***** Input data *****

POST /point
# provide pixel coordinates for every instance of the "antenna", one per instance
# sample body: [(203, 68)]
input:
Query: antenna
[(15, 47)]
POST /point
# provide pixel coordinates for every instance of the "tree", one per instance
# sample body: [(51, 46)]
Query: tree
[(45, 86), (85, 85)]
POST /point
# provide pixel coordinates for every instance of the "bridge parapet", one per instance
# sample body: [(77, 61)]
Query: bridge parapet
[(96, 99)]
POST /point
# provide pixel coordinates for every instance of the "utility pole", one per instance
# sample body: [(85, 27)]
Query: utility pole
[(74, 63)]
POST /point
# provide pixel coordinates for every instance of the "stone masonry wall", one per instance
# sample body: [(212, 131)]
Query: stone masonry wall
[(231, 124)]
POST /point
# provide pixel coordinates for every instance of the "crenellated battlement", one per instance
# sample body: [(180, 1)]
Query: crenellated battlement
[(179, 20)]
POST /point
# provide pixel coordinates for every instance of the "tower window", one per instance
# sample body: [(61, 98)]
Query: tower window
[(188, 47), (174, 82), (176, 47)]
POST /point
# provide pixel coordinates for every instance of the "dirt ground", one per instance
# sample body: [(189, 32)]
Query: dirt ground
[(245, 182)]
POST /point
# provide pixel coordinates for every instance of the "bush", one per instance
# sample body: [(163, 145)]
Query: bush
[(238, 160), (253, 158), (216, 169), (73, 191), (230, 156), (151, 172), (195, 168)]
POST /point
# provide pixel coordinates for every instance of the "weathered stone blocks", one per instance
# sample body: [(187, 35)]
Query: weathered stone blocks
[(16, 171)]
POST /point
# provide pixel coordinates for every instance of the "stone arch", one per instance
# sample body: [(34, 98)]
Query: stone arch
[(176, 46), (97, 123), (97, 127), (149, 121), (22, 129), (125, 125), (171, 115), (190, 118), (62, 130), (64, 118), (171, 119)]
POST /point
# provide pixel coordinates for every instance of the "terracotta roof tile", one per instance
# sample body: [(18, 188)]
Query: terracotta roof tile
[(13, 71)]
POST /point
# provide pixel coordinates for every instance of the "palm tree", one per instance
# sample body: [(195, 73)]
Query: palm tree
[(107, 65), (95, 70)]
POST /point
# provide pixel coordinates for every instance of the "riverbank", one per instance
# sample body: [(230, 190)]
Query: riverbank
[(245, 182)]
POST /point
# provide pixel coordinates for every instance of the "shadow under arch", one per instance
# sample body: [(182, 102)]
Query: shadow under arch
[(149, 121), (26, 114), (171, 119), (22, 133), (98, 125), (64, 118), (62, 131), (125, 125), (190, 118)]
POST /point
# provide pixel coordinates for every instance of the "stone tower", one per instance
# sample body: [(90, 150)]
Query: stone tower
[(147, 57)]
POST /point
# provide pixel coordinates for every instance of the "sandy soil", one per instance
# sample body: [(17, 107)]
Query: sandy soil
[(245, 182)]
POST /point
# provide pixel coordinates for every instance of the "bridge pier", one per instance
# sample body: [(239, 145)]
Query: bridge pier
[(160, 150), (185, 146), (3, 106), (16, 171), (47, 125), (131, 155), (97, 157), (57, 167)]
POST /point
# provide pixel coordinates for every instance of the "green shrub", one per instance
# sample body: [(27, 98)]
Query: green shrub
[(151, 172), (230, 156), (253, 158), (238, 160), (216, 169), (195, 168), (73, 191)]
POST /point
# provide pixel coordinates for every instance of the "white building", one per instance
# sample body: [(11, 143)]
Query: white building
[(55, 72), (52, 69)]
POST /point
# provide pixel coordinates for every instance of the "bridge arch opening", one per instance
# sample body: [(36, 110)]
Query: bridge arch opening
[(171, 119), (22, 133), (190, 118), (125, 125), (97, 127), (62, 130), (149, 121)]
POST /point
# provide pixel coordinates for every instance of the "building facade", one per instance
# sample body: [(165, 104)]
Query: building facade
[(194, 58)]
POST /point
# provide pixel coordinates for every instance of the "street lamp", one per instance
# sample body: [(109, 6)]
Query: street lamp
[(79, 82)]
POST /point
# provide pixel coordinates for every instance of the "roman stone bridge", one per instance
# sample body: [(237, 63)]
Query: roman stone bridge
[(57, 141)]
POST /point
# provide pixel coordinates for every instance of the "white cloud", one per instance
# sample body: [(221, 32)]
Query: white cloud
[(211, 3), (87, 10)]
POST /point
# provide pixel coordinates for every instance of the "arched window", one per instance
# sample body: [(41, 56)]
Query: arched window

*****

Write down every line of the data exactly as it appears above.

* [Full answer]:
POST /point
# provide pixel coordinates for every instance of the "antenna", one per instance
# sample body: [(203, 68)]
input:
Query: antenna
[(15, 47)]
POST /point
# provide pixel coordinates for every instance of the "tree", one per instance
# sample body: [(51, 46)]
Query: tree
[(45, 86), (85, 85)]
POST /point
# provide pixel coordinates for every instance of the "bridge parapet", one per instance
# sample body: [(77, 61)]
Query: bridge parapet
[(96, 99)]
POST /point
# provide pixel coordinates for every instance of the "utility pole", one per instance
# sample body: [(85, 27)]
Query: utility pole
[(74, 63)]
POST /point
# provide pixel coordinates for every instance of the "stone masonry wall", one per instance
# sample body: [(212, 131)]
Query: stone masonry wall
[(231, 124)]
POST /point
# provide pixel coordinates for every instance of the "crenellated battlement", one per instance
# sample body: [(180, 1)]
Query: crenellated battlement
[(179, 20)]
POST /point
# provide pixel coordinates for every instance of the "tower window", one per instance
# sample body: [(61, 98)]
Query: tower window
[(188, 47), (174, 82), (176, 47)]
POST /point
# provide pixel coordinates for every instance of the "dirt ground", one per instance
# sample body: [(189, 32)]
Query: dirt ground
[(245, 182)]
POST /point
# provide pixel coordinates for every instance of the "bush", one per instance
# sample body: [(163, 145)]
Query: bush
[(238, 160), (253, 158), (216, 169), (73, 191), (230, 156), (151, 172), (195, 168)]
POST /point
# provide pixel coordinates for every instance of the "weathered stone blocks", one per instance
# sample body: [(187, 35)]
Query: weathered stone blocks
[(16, 171)]
POST /point
# provide pixel coordinates for every instance of the "stone arch", one per instance
# sample body: [(34, 98)]
Query: stone arch
[(176, 46), (97, 123), (97, 127), (149, 121), (22, 129), (125, 125), (171, 115), (190, 118), (62, 130), (64, 118), (171, 119)]
POST /point
# provide pixel coordinates for every instance of the "terracotta roof tile", one per instance
# sample body: [(18, 188)]
Query: terracotta roof tile
[(13, 71)]
POST /point
# provide pixel coordinates for every instance of the "palm tree", one per instance
# sample body: [(195, 73)]
Query: palm tree
[(107, 65), (95, 70)]
POST /point
# provide pixel coordinates for every instance of the "riverbank", one per instance
# sample body: [(230, 190)]
Query: riverbank
[(245, 182)]
POST /point
# provide pixel coordinates for every instance of the "shadow under arch", one per instance
# sample body: [(182, 102)]
Query: shadow under arch
[(149, 121), (26, 114), (171, 119), (22, 133), (98, 125), (64, 118), (62, 131), (125, 125), (190, 118)]
POST /point
# provide pixel coordinates for every instance of the "stone tower", one per instance
# sample body: [(90, 150)]
Query: stone tower
[(147, 57)]
POST /point
# provide pixel coordinates for every instance of the "sandy soil", one per instance
# sample body: [(17, 107)]
Query: sandy soil
[(245, 182)]
POST /point
# provide pixel coordinates for every instance of the "bridge pier", one per instance
# sample body: [(239, 145)]
Query: bridge pier
[(160, 150), (185, 146), (3, 106), (16, 171), (47, 125), (131, 155), (97, 157), (57, 167)]
POST /point
# provide pixel coordinates for every instance of the "green shrub", one per instance
# sample body: [(27, 98)]
Query: green shrub
[(151, 172), (230, 156), (253, 158), (238, 160), (216, 169), (195, 168), (73, 191)]
POST /point
# provide pixel coordinates for every instance of the "white building", one per instance
# sample body: [(11, 143)]
Query: white building
[(55, 72), (52, 69)]
POST /point
# provide pixel coordinates for every instance of the "bridge arch opening", one per instance
# sample body: [(36, 110)]
Query: bridge arch opening
[(171, 119), (22, 133), (190, 118), (125, 125), (97, 127), (62, 130), (149, 121)]
POST /point
# provide pixel coordinates for every instance of the "building facade", one per instance
# sample body: [(165, 104)]
Query: building facade
[(194, 58)]
POST /point
# provide pixel coordinates for every instance of the "street lamp", one per instance
# sample body: [(109, 6)]
Query: street lamp
[(79, 82)]
POST /point
# provide pixel coordinates for every instance of the "roman stone bridge", one per instance
# sample body: [(237, 63)]
Query: roman stone bridge
[(57, 141)]
POST /point
# provide pixel coordinates for every instance of the "white cloud", one per instance
# sample body: [(221, 32)]
Query: white cloud
[(211, 3), (87, 10)]
POST /point
# provide pixel coordinates for every instance of the "arched window", one per instance
# sample body: [(41, 56)]
Query: arched window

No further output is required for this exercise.